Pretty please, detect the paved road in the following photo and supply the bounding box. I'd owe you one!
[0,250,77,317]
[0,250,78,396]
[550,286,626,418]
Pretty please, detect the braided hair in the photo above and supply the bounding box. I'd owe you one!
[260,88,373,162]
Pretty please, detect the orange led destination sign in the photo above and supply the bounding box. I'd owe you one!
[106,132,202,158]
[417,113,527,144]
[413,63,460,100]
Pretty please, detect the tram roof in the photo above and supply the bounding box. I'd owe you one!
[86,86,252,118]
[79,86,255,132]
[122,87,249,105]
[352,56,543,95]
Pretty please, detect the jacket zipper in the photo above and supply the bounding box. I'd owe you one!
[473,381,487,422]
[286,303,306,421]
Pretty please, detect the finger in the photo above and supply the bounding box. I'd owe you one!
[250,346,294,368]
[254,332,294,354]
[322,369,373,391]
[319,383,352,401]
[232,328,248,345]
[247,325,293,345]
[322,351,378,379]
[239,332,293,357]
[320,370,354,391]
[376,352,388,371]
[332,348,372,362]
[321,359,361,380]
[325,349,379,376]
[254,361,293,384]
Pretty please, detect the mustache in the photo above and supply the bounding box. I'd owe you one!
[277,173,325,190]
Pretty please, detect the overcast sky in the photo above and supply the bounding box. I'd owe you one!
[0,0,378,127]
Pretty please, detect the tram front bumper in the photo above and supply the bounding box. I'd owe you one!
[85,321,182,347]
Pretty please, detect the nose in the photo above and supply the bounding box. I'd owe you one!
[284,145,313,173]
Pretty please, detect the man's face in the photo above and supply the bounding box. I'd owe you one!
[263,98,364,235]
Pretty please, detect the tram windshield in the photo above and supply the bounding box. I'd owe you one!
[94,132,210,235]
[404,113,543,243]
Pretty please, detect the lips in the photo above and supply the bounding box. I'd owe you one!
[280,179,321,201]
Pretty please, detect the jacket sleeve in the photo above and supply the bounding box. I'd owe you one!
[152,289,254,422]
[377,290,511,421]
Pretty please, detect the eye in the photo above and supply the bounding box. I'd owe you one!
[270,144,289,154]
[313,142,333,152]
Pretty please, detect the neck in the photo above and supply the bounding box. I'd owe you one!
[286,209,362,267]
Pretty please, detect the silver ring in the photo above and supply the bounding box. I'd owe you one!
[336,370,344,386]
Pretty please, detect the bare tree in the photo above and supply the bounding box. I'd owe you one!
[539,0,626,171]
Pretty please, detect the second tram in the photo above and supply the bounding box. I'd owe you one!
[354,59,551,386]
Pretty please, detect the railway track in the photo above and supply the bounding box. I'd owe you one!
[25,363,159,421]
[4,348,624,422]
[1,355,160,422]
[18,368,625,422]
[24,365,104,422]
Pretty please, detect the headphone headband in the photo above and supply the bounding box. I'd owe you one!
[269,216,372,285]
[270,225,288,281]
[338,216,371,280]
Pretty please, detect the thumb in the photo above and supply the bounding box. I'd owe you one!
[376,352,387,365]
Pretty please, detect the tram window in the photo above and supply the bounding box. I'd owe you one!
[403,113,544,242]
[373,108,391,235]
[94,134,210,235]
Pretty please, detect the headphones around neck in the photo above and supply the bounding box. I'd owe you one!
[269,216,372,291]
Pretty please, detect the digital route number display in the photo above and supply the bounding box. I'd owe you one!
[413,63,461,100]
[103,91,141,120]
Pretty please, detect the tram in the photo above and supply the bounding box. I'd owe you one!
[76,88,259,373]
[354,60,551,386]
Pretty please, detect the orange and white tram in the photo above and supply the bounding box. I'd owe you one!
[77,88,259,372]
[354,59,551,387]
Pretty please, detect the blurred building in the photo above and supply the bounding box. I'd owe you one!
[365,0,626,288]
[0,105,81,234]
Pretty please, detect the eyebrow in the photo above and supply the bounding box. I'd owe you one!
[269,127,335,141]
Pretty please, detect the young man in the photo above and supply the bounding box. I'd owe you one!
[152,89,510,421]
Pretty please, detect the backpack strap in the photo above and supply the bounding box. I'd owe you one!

=====

Task statement -> Would you please print every record exactly as written?

Answer for the task ->
Pretty please, detect the paved road in the following photo and supply the bounding box. I'd owe you one!
[0,250,77,317]
[0,250,78,396]
[550,286,626,418]
Pretty please, detect the braided hair in the photo above and supply the bounding box. I'd owe you one!
[260,88,373,162]
Pretty please, detect the orange led destination sign in the photo above and supply the bounding box. I'd owe you one!
[106,132,202,158]
[417,113,527,144]
[413,63,460,100]
Pretty please, detect the tram roof in the photo above and supply the bounding box. I'd owe you one!
[86,86,252,118]
[79,86,255,132]
[122,87,249,105]
[352,56,543,95]
Pretty please, detect the jacket zipper in the photo above and supply the bounding box. I'd owe you one!
[473,381,487,422]
[286,303,306,421]
Pretty please, detect the finger in the photo above and supply the bounding box. I'd owe you one!
[250,346,294,368]
[254,332,294,354]
[322,369,373,391]
[319,383,352,401]
[232,328,248,345]
[247,325,293,345]
[322,351,378,379]
[239,332,293,357]
[320,370,354,391]
[376,352,388,371]
[332,348,372,362]
[321,359,361,380]
[325,349,379,376]
[254,361,293,384]
Pretty please, detect the mustache in the photo above and supply the bounding box. I'd owe you one!
[277,173,325,190]
Pretty please, detect the overcast sky in the photo above and supply the bounding box. I'd owe you one!
[0,0,378,127]
Pretty please, detect the tram front bumper in the photo above and supply the bounding box. I'd owe you one!
[85,321,182,347]
Pretty please, detect the nose in the photo above and supply the bounding box. I'd owe you one!
[284,145,313,173]
Pretty please, detect the man's face in the photo above and supply the bounding box. I'd owe you one!
[263,98,364,235]
Pretty please, detect the tram windshield in the photo above and supply the bounding box. I'd owe you one!
[94,132,210,235]
[404,113,543,243]
Pretty please, detect the lips in the photo above and supply the bounding box. I'd owe you one!
[280,179,321,201]
Pretty please, detect the jacket sleeve in the photo above and supply the bounding box. I'd owe you one!
[152,289,254,422]
[377,290,511,421]
Pretty please, detect the eye in the photo above and supply the bounding box. I'd owe you one!
[270,144,289,154]
[313,142,333,152]
Pretty please, detect the neck in the photo above and supply the bounding box. I'd owe you one!
[286,209,362,267]
Pretty please, detect the silver ring in the photo above and supply the bounding box. I'd owe you one!
[336,370,344,386]
Pretty please, detect the bare tree in the photo above and supply the bounding box. I'd owe you one!
[539,0,626,171]
Pretty please, detect the second tram in the photo above and supply the bounding box. I'd owe you one!
[354,59,551,386]
Pretty please, detect the railway track in the photo above and supply the bounding box. I'd owe you one!
[25,363,159,421]
[4,348,624,422]
[1,355,160,422]
[18,368,625,422]
[24,365,104,422]
Pretty please, detect the headphone headband in the photo above and supply the bounding box. I'd owe you one!
[269,216,372,285]
[270,225,288,281]
[338,216,371,280]
Pretty please, detect the thumb in the photo above and supply the bounding box. I'd owe you one!
[376,352,387,365]
Pretty please, detect the tram window in the photo above and supply the bounding box. I'd owe you one!
[403,113,544,242]
[373,108,391,235]
[94,134,210,235]
Pretty please, detect the headphones around neck in the photo above and supply the bounding box. I'd owe you one!
[269,216,372,291]
Pretty please, detect the digital route number display in the photo above and supply the bounding box. I'd owe you one!
[413,63,461,100]
[103,91,141,120]
Pretty please, detect the tram in the photo above and supply the bounding box. I'd owe you one!
[76,88,259,373]
[354,60,551,386]
Pretty please, detect the orange and white tram in the photo above and supply the bounding box. I'd owe you one!
[77,88,259,372]
[354,59,551,387]
Pretty please, detect the blurred building in the photo above and supply the bounding box. I'd owe you one!
[365,0,626,288]
[0,105,81,234]
Pretty please, detect the eyebrow in the photo above and supply the bounding box. I'd owe you one!
[269,127,335,141]
Pretty please, detect the young man in the photo above and supply the bounding box. I'd owe you one!
[152,89,510,421]
Pretty please, detect the backpack strap in the photo above and supply the bounding box. I'd owe you one!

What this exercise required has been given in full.